• **WHAT TO PRODUCE**: Look through the data below and report how many lines include "segmentation". Only the number should be given.

• **TASK MATERIAL**:
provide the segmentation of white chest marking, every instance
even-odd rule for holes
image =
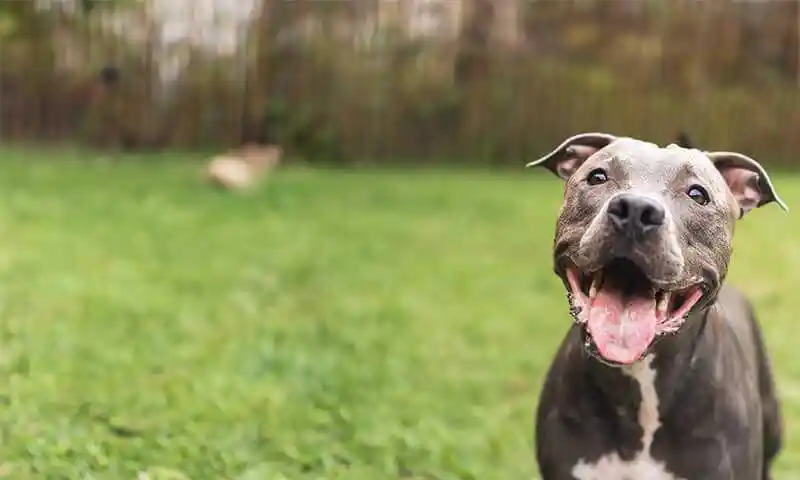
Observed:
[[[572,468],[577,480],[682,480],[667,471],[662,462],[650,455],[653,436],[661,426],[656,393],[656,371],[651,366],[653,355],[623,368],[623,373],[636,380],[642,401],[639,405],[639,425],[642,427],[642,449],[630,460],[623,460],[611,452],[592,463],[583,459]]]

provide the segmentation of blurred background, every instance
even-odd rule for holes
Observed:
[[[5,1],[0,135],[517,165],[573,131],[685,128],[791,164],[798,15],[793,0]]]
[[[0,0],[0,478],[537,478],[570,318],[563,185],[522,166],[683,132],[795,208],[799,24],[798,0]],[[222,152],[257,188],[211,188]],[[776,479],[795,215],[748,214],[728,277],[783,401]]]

==

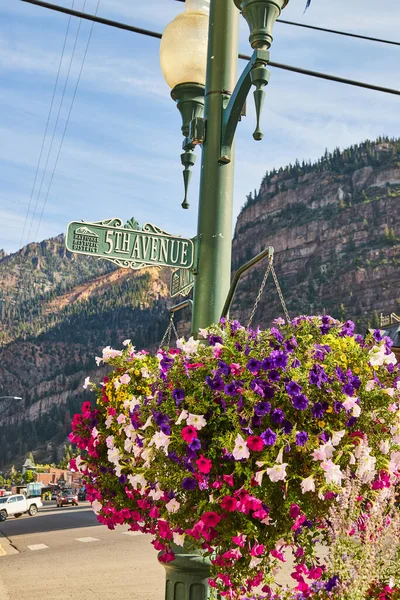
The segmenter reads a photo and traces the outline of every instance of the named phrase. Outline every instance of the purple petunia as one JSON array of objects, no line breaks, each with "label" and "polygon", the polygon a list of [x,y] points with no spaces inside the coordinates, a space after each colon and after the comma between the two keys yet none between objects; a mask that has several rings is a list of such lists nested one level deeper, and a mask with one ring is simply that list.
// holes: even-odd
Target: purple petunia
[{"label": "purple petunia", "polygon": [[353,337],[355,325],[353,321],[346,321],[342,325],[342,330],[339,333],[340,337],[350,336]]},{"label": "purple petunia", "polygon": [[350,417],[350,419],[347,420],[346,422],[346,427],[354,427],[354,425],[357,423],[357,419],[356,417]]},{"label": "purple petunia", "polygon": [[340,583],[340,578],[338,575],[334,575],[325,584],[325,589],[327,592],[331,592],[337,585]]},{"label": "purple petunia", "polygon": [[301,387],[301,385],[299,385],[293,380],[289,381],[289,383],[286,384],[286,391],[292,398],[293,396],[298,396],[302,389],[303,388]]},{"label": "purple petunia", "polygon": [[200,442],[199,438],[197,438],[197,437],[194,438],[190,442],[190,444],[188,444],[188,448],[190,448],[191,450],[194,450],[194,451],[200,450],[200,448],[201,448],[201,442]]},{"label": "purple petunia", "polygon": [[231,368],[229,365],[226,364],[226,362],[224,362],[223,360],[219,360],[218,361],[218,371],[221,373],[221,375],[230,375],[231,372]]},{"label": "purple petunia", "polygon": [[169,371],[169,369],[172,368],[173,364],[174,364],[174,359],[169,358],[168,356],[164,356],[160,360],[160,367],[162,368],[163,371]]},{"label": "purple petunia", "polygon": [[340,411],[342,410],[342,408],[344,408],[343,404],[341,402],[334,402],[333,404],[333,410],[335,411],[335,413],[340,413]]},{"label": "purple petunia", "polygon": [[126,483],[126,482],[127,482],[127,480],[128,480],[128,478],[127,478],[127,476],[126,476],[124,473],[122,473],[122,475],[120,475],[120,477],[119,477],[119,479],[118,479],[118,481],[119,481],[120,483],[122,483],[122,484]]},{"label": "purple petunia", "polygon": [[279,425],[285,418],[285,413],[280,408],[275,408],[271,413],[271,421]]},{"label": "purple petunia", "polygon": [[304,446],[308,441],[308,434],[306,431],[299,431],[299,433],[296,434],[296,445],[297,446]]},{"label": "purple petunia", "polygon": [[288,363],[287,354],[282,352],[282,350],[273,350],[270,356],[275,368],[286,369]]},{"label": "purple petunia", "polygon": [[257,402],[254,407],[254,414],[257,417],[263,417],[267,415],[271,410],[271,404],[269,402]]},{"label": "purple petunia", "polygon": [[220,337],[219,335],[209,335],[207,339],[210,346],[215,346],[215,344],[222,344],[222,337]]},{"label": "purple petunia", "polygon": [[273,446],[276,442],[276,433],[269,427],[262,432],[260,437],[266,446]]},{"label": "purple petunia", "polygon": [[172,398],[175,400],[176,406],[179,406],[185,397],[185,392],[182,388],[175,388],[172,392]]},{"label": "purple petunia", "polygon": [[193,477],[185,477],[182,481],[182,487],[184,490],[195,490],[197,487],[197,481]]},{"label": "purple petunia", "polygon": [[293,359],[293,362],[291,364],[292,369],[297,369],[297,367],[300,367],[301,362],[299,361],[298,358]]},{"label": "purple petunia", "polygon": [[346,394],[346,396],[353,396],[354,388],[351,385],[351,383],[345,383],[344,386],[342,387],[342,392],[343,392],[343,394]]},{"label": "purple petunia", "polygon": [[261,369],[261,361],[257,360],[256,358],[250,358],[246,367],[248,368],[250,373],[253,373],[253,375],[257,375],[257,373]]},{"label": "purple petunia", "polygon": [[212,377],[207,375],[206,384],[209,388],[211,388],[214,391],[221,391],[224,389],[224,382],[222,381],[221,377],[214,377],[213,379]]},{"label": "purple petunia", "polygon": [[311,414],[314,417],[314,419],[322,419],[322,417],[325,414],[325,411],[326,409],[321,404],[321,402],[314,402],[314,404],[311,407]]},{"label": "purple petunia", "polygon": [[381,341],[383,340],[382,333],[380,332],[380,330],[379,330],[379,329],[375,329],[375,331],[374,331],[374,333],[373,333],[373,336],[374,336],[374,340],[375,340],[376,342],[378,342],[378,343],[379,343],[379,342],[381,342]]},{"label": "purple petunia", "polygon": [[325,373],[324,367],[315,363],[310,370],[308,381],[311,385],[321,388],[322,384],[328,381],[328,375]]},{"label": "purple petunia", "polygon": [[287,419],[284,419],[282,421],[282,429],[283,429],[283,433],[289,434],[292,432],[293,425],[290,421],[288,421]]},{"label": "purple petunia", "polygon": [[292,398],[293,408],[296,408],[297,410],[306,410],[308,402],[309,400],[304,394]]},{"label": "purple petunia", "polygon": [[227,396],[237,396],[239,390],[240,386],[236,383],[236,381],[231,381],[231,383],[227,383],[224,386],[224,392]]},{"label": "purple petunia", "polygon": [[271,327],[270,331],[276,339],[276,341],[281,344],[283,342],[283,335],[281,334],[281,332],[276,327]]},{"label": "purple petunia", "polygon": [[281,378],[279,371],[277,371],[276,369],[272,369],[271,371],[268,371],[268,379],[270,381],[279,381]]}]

• **SOLUTION BELOW**: 2